Using the article on New York's Zero Waste Challenge, decide whether each statement below agrees with it. Answer yes or no for each and quote the words of the article that decide it.
(a) Six hotels took part in the Zero Waste Challenge.
(b) Participants' average diversion rate fell short of the Challenge's 50 percent goal.
(c) The OneNYC plan aims to send Zero Waste to landfill by 2025.

_Document extract_
============
New York Mayor Bill de Blasio’s Zero Waste Challenge recently wrapped up with six hotels participating. The Zero Waste Challenge is part of the administration’s comprehensive OneNYC plan to send Zero Waste to landfill by 2030. Collectively, 31 businesses diverted 36,910 tons of waste that would have otherwise been sent to landfill or incineration. This was done by composting over 24,500 tons of organic material and donating 322 tons of food to New Yorkers in need. “With the Mayor’s Zero Waste Challenge, the new commercial recycling rules and commercial organics law, we aim to help businesses make choices that will cut down on our overall waste as a City,” said Nilda Mesa, Director of the Mayor’s Office of Sustainability. “Participants were very creative in coming up with ways to reduce waste and recycle more; staff training and getting upper management buy-in are also essential.”

New regulations that require New York City stadiums and hotels to foot the bill for disposing of the excessive food waste left behind by patrons went into effect last month. Collectively, all participants reached an average diversion rate of 56.5 percent—exceeding the Challenge’s goal of a 50 percent diversion. Three quarters of participants diverted 50 percent or more of their total waste from landfill and incineration through tactics such as making smarter, less wasteful purchases; reducing packaging; and switching to reusable goods and digital storage. For example, some participants are stocking their offices with reusable coffee mugs and glasses and have done away with disposable cups and bottled water; another replaced all trash bins with tiny countertop landfill bins encouraging employees to only place materials there that must go to landfill.
============
_Available data_
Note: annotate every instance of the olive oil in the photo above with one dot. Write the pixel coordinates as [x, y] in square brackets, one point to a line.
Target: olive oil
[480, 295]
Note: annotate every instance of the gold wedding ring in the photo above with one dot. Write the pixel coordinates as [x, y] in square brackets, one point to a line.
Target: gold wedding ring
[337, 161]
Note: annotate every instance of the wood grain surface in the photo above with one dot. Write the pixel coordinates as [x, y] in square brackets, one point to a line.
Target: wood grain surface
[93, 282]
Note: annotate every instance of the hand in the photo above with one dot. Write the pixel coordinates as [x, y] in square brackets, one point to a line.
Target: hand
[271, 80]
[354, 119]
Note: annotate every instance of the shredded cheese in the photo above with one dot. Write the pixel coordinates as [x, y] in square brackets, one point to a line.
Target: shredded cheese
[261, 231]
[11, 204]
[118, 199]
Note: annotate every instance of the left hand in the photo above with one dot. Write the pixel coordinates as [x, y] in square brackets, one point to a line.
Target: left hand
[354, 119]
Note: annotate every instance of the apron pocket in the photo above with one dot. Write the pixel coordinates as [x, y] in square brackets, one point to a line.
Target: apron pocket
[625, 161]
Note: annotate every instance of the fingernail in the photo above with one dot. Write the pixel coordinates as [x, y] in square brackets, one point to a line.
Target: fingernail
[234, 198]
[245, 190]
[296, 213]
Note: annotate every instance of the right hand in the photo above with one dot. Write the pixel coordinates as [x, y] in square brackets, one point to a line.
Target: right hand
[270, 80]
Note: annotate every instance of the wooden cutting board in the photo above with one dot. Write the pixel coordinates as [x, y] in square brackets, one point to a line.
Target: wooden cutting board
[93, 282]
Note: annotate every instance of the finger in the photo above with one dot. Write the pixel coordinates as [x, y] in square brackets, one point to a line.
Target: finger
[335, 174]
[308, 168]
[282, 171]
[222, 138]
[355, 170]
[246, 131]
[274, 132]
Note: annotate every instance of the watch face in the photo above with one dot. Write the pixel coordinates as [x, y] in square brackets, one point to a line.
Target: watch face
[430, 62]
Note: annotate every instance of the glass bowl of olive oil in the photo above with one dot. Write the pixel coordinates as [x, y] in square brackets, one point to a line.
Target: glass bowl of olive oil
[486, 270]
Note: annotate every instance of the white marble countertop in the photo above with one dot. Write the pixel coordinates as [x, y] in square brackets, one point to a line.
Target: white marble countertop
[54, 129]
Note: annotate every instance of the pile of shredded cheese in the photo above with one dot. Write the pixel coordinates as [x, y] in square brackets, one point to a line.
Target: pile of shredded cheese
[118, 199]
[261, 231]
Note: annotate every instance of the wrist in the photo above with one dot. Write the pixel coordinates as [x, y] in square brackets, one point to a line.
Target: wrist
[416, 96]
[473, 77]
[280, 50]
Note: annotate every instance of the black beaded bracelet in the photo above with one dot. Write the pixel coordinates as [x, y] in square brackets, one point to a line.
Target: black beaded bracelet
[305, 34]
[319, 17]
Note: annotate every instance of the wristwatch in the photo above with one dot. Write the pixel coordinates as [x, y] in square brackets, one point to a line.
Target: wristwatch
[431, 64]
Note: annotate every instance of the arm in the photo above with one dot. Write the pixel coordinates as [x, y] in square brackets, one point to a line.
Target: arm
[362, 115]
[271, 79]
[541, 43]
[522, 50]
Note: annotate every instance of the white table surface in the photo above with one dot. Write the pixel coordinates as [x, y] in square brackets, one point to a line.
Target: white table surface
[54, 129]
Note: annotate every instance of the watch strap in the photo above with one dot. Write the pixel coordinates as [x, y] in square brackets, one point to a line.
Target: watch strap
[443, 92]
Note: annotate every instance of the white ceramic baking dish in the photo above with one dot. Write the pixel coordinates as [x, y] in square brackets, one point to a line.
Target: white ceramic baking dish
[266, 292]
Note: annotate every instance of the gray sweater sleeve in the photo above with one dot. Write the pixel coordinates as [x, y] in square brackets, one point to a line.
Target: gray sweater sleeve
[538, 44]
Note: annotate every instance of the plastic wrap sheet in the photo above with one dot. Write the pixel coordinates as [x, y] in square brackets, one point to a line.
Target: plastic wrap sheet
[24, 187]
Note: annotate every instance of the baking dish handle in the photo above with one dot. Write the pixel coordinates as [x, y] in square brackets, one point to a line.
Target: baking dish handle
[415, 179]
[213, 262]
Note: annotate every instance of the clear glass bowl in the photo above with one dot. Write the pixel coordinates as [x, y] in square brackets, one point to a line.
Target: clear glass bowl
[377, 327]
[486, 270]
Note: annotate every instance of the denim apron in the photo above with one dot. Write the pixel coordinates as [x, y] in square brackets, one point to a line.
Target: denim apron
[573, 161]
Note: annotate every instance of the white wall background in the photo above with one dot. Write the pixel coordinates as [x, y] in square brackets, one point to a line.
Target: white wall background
============
_Task response_
(a) Yes: "recently wrapped up with six hotels participating"
(b) No: "reached an average diversion rate of 56.5 percent—exceeding the Challenge’s goal of a 50 percent diversion"
(c) No: "to send Zero Waste to landfill by 2030"